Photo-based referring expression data
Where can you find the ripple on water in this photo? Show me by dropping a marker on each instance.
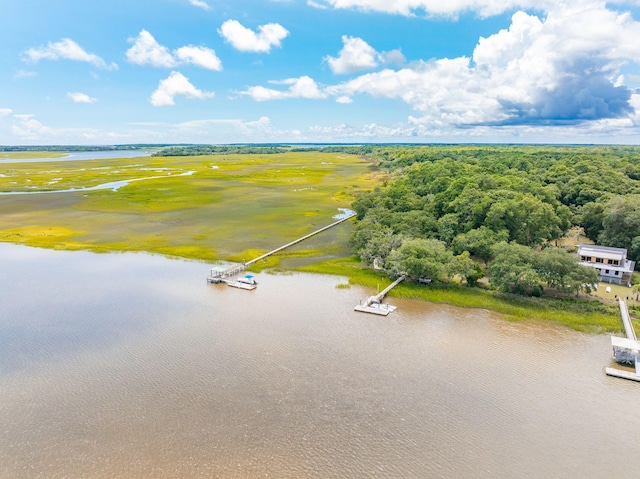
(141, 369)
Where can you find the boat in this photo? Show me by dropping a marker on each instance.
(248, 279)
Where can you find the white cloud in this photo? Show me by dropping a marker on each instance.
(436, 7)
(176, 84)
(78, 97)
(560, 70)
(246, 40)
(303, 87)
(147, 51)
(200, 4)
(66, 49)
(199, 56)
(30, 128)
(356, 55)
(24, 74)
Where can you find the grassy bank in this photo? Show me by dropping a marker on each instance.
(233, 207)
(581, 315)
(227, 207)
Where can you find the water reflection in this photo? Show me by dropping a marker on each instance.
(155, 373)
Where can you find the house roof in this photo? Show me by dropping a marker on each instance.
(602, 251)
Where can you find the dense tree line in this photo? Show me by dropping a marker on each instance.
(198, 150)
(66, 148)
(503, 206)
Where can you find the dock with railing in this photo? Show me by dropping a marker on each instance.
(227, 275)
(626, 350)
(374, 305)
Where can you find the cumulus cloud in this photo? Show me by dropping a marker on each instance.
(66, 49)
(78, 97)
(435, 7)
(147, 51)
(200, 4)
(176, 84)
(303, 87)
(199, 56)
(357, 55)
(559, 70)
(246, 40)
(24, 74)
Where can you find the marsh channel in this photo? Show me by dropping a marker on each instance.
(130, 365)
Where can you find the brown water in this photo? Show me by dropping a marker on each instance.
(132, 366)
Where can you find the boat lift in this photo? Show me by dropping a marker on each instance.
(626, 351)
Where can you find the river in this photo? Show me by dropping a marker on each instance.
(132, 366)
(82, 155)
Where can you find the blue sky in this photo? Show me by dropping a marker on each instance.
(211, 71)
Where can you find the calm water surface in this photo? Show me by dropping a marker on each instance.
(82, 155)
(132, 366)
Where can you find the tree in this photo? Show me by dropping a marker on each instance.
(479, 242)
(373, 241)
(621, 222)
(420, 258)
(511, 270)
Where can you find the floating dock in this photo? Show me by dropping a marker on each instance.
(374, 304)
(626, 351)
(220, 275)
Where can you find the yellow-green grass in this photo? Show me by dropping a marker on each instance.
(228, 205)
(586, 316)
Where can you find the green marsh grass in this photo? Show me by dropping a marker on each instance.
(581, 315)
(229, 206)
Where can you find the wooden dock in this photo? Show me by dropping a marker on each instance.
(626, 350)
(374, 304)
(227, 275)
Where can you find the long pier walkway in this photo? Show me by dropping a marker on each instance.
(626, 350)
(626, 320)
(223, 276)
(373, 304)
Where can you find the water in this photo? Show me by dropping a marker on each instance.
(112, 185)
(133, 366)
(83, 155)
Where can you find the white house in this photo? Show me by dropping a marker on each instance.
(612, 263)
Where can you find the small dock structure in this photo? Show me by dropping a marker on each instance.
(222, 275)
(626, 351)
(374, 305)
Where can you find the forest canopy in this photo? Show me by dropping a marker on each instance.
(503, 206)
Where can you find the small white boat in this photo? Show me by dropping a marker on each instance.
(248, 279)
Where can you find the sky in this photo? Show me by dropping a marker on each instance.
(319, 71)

Exercise requirements. Starting at the line that contains "Where can you find the small white", write out every line through the last one in the data above, exactly as it stands.

Worked solution.
Where can you find the small white boat in this photo? Show me by dropping a marker on each instance.
(248, 279)
Where can you find the sky in this photo? Show me by dropping a marker on each instance.
(319, 71)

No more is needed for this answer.